## Task objective
All lines from the first line of the material up to and including the line with "Where can the tall" must be copied exactly, and no others.

## Task input
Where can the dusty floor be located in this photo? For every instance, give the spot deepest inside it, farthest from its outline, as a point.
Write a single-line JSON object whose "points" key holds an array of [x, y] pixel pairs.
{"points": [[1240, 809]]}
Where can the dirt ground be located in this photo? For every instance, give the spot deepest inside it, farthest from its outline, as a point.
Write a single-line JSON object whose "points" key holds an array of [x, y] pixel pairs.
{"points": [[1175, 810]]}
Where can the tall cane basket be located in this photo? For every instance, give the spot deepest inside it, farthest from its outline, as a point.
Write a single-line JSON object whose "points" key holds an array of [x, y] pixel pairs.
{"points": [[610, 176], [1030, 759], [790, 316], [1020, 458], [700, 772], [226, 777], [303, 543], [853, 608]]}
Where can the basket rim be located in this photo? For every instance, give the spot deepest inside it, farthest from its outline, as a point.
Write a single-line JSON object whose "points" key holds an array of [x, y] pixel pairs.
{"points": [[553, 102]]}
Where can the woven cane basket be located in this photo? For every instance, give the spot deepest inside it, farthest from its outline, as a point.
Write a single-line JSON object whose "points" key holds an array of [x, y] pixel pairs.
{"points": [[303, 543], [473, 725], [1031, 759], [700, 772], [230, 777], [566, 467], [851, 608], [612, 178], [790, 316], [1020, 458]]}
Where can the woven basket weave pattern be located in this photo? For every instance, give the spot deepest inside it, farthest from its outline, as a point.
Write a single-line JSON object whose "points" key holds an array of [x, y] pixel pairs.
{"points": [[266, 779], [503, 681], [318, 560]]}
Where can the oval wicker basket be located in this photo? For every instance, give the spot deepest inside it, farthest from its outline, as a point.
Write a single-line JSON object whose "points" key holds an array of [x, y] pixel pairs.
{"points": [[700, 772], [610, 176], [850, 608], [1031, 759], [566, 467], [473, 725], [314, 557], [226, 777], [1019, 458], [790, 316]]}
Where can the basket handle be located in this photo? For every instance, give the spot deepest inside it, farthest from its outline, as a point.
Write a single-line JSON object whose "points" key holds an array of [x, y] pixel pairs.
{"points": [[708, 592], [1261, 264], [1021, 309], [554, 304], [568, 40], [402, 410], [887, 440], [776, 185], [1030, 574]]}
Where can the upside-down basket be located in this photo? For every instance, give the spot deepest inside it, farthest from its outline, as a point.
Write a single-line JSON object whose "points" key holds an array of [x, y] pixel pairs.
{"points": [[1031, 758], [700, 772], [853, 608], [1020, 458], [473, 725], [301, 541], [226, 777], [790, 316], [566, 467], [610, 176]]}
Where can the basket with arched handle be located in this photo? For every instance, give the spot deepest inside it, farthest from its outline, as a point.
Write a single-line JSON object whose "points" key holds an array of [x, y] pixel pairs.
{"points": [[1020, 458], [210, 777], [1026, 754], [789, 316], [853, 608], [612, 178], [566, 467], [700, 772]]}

## Task solution
Where can the dusty floor be located in this photo? For every instance, give the spot deepest inside it, farthest from its outline, as a point.
Write a single-line JSON object whose "points" key holds an array of [x, y] pixel pairs.
{"points": [[1240, 809]]}
Where can the dirt ground be located in this photo? For every instance, give the spot deepest inside it, farthest from its outline, as a point.
Write a single-line JSON object whose "points" key holds an array of [x, y] pixel pairs.
{"points": [[1175, 810]]}
Where can the tall cane basket be located in this photo? For every instance, give the spot deepest inside it, farthest from its outline, as a point.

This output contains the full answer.